> **Problem to work on**: Do not carry the pictures over; copy every other part of the entries exactly.

> **Entries provided**:
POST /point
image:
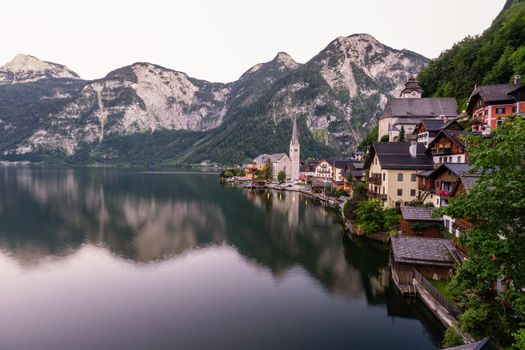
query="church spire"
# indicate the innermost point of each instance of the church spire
(294, 140)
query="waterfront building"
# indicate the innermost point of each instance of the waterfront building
(295, 149)
(392, 170)
(419, 221)
(449, 146)
(489, 105)
(410, 108)
(434, 258)
(428, 129)
(280, 162)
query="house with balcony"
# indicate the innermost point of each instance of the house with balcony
(392, 169)
(489, 105)
(449, 146)
(410, 108)
(428, 129)
(441, 184)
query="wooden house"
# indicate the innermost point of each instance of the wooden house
(489, 105)
(434, 258)
(418, 221)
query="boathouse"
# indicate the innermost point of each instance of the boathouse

> **Solution for this task**:
POST /point
image:
query="church spire"
# indicate the innermost point of each instance of the church spire
(294, 140)
query="waterfront building"
# indicate the innermost point of each instance of the waterfront building
(295, 149)
(392, 170)
(419, 221)
(449, 146)
(489, 105)
(410, 108)
(434, 258)
(428, 129)
(280, 162)
query="house with balcony"
# indicate the innermost point of each instance of the house with balcony
(392, 169)
(489, 105)
(449, 146)
(410, 108)
(428, 129)
(441, 184)
query="wooden house"
# indicate the innermost point of each instance of the wooden house
(489, 105)
(434, 258)
(418, 221)
query="boathouse"
# indicate the innermost point of each instance of the boathouse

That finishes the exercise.